DIRECTIONS FOR THIS TASK — Rewrite the records below as a Markdown table with the columns Row and Line text, starting at the line containing "Question. The photo above holds the tractor cab." and ending at the last line of the records. Number each row, and leave out blank lines.

SUPPLIED DATA —
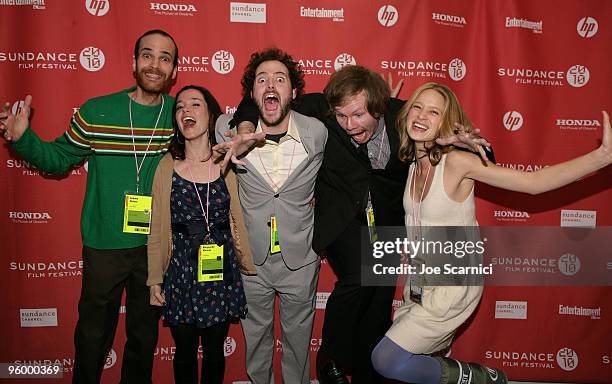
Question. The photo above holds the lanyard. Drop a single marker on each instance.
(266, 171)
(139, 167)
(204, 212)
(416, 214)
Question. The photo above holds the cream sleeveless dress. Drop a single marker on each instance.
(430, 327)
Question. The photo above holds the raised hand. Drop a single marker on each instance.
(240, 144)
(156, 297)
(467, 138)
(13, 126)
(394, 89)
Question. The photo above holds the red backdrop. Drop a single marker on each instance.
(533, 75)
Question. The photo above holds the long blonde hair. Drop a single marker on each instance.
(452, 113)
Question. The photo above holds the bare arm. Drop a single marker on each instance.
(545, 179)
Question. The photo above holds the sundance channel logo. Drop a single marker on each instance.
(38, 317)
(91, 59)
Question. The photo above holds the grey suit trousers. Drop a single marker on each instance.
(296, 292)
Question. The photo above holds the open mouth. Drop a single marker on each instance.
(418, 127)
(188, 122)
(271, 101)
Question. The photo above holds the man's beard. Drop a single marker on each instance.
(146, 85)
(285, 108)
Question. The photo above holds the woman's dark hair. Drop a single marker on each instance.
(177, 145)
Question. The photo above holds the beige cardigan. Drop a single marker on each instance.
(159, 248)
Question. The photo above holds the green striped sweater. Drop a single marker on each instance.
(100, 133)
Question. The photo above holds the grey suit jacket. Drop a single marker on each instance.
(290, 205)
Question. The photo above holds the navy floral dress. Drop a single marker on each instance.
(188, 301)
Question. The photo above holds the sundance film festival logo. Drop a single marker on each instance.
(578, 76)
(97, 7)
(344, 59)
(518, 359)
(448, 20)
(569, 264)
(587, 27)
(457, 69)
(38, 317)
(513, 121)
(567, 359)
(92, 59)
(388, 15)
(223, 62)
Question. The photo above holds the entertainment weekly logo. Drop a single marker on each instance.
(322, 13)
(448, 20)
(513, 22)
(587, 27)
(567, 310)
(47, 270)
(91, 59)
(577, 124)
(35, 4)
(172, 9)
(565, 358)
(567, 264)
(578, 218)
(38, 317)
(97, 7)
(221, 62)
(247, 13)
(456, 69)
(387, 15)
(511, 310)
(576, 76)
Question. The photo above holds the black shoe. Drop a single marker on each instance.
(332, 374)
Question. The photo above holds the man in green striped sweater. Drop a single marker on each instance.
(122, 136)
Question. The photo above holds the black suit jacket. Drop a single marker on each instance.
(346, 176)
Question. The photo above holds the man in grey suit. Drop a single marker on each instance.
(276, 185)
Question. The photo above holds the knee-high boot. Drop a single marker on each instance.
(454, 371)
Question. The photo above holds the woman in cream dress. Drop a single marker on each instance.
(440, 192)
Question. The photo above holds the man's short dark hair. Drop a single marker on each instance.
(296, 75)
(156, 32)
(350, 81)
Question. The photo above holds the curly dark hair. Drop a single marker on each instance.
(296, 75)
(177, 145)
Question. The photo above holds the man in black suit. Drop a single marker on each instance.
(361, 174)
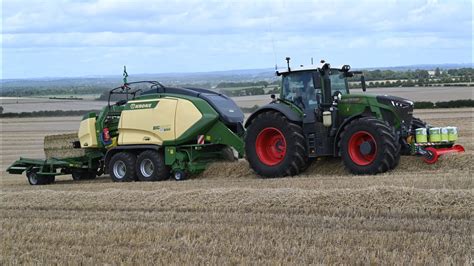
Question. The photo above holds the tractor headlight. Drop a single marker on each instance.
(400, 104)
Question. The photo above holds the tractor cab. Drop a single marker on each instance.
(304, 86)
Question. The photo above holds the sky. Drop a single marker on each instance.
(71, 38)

REPLY —
| Row | Line text |
|---|---|
| 1 | Question. The photo above holds the tractor cab. Drop a single marker on each instance. |
| 2 | (304, 86) |
| 3 | Question. The photo above holds the sky. Drop a single marker on each instance. |
| 4 | (71, 38) |